*** Quoted text ***

How deep does your denial go? Do you deny that East and West Germany are now united into one country? Do you deny that the German government has commissioned the construction of more than 20 new coal-fired power plants? Do you deny that the electricity regulator placed a cap on the amount of renewable energy being fed into the grid due to the disruption it was causing because its episodic and generally unpredictable nature?
I have provided a comment above about the sort of idiocy that is taking place in the world in the name of GHG alarmism, in that case in Myanmar – a pathetically poor country that can ill afford any ludicrously expensive solar electric boondoggle – which is the direct result of the manic rush to find some way to get customers for these unaffordable and ill-considered technologies. That is has been promoted as a way to get the country off its reliance on hydro power is the very definition of ‘green’ insanity.
Do you deny that it is crazy to deem, as California has, that hydro power is not a form of renewable energy? How deep, gogostoyke, how deep?

godostoyke
Reply to  Crispin in Waterloo but really in Yogyakarta
September 2, 2014 8:56 pm

@crispin “Do you deny that the German government has commissioned the construction of more than 20 new coal-fired power plants?”
I don’t agree with the construction of any coal-fired power plants. However, it must be noted that “the German Energy Agency expects 11.3 GW of coal capacity to be added and 18.5 GW closed by 2020—a net decrease of at least 7.2 GW”, according to Amory Lovins (http://blog.rmi.org/separating_fact_from_fiction_in_accounts_of_germanys_renewables_revolution).
“godostoyke, do you deny that the global average temperature is the same now as it was 17 years ago?”
Crispin, the global energy budget has indeed been rising in the last 17 years, at a staggering rate (e.g. Church, J.A. et al. 2011. Revisiting the Earth’s sea-level and energy budgets from 1961 to 2008. Geophysical Research Letters 38: 1-8. Also good graph: Figure 1, p. 264 of Chapter 3 of IPCC, 2013). Atmospheric temperature will continue to yo-yo up and down as it has done in the past, overall global temperature balance and long-term trends are important. Those who would prefer to stick with their own (unsupported) beliefs will continue to ignore data when terrestrial temperature rises, and raise a ruckus when it trends down (or levels), again and again.

*** Rows ***

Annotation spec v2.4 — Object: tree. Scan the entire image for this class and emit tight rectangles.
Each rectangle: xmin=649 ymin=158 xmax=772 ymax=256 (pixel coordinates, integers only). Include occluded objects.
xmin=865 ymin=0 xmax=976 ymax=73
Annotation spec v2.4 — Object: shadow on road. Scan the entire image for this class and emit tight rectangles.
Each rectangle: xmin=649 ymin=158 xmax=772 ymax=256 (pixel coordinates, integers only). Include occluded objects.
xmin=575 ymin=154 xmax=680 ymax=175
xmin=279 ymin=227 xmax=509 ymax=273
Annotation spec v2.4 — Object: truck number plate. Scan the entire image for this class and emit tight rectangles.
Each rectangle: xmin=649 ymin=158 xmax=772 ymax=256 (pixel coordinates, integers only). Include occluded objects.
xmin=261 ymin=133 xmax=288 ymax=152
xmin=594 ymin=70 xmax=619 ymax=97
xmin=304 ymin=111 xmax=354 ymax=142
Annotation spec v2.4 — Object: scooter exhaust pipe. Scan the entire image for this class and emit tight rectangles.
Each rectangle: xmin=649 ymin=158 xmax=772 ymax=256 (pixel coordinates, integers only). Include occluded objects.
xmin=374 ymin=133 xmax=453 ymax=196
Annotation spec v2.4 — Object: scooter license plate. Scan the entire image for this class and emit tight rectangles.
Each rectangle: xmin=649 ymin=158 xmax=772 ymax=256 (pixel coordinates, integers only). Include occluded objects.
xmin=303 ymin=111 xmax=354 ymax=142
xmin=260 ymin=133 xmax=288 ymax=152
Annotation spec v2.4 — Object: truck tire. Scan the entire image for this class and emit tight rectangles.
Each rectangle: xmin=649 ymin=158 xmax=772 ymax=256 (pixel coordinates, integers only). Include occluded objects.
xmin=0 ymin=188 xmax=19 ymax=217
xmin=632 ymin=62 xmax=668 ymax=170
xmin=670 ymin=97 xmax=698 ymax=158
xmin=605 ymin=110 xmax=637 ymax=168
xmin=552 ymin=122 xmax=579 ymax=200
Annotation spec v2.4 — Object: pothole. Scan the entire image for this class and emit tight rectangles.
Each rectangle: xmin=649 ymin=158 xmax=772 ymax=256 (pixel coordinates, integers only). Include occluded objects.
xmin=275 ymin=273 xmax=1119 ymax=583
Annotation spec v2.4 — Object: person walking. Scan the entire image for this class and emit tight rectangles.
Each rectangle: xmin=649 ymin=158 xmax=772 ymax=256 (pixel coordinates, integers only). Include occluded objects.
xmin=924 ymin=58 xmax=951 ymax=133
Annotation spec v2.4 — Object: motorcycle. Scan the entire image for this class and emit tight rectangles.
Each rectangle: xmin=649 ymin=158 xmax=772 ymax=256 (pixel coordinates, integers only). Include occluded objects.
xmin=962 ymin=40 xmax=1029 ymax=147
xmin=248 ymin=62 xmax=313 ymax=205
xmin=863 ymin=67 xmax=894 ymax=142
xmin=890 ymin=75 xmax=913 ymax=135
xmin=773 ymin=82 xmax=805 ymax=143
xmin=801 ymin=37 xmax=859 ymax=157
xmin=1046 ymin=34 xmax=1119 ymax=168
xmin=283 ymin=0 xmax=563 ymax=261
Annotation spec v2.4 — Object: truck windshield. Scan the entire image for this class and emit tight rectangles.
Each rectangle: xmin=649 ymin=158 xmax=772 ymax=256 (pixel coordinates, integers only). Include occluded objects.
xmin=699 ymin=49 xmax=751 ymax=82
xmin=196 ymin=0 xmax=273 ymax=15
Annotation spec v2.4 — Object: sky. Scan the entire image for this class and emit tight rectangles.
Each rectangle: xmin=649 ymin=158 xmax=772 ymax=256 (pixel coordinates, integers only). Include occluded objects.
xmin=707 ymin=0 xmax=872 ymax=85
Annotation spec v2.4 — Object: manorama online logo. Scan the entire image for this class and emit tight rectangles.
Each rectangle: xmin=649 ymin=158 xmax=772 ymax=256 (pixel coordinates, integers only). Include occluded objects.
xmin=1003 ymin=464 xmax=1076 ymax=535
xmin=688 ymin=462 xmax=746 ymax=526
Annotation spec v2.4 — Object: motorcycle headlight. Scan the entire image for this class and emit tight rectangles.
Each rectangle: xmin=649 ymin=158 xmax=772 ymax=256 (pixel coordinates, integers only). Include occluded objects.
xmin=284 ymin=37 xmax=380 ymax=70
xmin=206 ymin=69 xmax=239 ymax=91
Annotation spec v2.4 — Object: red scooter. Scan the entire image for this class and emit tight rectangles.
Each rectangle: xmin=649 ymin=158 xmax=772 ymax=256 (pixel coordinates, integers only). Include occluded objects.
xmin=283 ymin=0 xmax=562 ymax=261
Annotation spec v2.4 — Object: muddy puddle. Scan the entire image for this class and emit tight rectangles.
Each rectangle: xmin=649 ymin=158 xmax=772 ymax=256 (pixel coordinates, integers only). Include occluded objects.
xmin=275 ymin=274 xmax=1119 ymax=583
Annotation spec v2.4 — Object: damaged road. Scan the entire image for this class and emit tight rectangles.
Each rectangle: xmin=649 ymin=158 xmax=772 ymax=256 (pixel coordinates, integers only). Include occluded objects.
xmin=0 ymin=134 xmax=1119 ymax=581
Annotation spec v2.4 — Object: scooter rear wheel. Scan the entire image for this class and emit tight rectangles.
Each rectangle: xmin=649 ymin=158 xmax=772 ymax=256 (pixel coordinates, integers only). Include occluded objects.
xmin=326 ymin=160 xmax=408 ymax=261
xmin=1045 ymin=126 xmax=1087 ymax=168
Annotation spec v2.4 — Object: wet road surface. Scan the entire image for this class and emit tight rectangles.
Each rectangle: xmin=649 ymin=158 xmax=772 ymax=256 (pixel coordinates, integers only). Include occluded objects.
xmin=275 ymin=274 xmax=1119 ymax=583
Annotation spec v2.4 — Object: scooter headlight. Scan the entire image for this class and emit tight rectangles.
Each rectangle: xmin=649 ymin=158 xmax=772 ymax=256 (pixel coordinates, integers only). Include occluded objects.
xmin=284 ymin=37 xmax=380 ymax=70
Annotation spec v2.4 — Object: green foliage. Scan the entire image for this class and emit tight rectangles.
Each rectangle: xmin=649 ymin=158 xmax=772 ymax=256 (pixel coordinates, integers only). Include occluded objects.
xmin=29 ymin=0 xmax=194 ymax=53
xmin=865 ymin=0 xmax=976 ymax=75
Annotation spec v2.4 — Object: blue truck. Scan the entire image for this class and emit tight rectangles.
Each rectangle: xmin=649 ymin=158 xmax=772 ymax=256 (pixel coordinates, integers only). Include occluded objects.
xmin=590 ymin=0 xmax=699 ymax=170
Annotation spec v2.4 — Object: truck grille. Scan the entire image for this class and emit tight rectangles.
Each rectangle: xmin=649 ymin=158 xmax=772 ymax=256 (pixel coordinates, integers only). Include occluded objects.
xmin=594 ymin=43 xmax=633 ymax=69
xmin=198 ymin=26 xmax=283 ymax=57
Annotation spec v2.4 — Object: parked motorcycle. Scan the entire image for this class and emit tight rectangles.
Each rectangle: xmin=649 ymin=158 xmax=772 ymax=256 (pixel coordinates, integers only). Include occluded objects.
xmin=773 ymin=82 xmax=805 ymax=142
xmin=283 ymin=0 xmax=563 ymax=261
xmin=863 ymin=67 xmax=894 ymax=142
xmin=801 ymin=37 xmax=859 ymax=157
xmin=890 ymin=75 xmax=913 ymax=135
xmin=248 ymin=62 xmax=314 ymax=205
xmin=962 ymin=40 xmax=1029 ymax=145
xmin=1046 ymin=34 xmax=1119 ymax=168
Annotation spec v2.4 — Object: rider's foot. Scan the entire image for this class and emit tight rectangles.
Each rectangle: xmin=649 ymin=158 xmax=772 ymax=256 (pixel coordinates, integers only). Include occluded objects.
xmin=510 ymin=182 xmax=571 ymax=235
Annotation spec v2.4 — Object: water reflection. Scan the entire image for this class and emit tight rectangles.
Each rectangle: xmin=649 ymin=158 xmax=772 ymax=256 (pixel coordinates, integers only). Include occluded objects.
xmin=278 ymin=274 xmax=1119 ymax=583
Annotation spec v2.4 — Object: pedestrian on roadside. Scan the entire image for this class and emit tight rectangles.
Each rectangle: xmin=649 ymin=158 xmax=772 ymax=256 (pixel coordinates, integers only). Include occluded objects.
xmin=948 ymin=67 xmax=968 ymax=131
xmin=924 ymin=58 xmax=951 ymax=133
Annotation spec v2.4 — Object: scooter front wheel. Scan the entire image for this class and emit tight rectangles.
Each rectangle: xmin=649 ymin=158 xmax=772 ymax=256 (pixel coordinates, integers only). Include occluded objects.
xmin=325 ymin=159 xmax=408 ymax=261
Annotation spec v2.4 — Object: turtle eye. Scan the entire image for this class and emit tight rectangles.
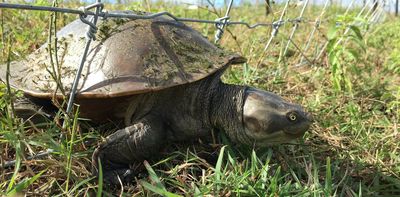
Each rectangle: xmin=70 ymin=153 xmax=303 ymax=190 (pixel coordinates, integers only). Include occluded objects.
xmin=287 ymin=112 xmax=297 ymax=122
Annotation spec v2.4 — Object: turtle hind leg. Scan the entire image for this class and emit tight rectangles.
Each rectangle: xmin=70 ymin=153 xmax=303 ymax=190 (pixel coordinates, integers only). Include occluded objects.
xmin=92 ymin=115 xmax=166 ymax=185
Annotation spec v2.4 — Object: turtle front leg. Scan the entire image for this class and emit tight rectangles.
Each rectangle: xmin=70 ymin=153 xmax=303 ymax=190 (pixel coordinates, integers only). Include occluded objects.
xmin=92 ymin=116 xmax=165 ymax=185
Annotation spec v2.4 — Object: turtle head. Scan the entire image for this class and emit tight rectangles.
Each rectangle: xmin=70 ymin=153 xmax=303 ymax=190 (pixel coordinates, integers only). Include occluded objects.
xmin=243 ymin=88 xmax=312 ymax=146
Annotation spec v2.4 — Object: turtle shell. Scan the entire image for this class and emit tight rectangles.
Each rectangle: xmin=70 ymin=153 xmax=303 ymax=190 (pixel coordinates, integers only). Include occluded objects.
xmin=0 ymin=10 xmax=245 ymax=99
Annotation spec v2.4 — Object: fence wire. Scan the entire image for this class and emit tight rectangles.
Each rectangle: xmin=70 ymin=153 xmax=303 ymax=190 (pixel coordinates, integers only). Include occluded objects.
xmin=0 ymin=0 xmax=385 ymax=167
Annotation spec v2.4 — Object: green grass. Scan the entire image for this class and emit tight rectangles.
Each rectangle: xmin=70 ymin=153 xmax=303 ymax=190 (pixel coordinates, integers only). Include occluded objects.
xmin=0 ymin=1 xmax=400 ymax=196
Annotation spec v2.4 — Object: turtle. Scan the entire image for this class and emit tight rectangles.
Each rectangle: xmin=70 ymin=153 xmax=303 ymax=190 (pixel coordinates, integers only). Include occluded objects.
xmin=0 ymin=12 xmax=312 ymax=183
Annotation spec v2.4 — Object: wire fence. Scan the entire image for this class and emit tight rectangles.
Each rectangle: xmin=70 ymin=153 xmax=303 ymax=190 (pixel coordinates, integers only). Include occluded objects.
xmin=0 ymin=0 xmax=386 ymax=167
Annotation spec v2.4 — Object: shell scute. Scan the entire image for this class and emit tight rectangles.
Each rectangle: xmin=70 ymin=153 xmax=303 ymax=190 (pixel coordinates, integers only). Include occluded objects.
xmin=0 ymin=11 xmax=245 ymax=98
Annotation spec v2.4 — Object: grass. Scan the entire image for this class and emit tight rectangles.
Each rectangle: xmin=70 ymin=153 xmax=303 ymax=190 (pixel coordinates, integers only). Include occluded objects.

***

» Requirement 1:
Answer these questions from the comment thread on energy policy, one line each:
(a) In which country does the first comment place the solar electric project it criticizes?
(b) Which state does the first comment say deems hydro power not a form of renewable energy?
(c) What net decrease in coal capacity by 2020 does the reply cite from the German Energy Agency?
» Requirement 2:
Extract the passage of the comment thread on energy policy between "I have provided" and "of ‘green’ insanity.", inclusive.
» Requirement 3:
Continue the comment thread on energy policy from the point at which it stops.

» Exercise response 1:
(a) Myanmar
(b) California
(c) At least 7.2 GW

» Exercise response 2:
I have provided a comment above about the sort of idiocy that is taking place in the world in the name of GHG alarmism, in that case in Myanmar – a pathetically poor country that can ill afford any ludicrously expensive solar electric boondoggle – which is the direct result of the manic rush to find some way to get customers for these unaffordable and ill-considered technologies. That is has been promoted as a way to get the country off its reliance on hydro power is the very definition of ‘green’ insanity.

» Exercise response 3:
I have offered a number of peer-reviewed scientific studies from reputable journals to support my points on climate change. The commenters on this site who are “skeptical” of climate science have not offered a SINGLE peer-reviewed scientific study from a leading journal to back up their claims. I can only conclude that these posters simply prefer to stick to their opinions, in the face of evidence to the contrary. Hand-waving is no substitute for science. I am disappointed by this site.

Bud Nalton
September 2, 2014 11:54 am

Do we have an electrical engineer on board who can explain to me how the solar generated 230vac gets onto the main grid,as there is a big transformer at the end of my street,and I am a little concerned about stuffing 230vac into the secondary,when there is 700vac or so on the primary.Thankyou.

laraki@yahoo.com
Reply to  Bud Nalton
September 2, 2014 8:32 pm

Transformers are bi-directional.
A transformer that steps down 700VAC –> 230 VAC will also step up 230 VAC—>700VAC in the other direction.
Step up/step down is determined by the ratio of turns of wire on the respective windings.
The grid tie inverter (which you will be using) controls the flow of current in such a way as to pump energy INTO the grid. Chances are that there are more than one feeder connected to the 230 VAC side of the xformer, so you will be sharing your energy directly with your neighbors.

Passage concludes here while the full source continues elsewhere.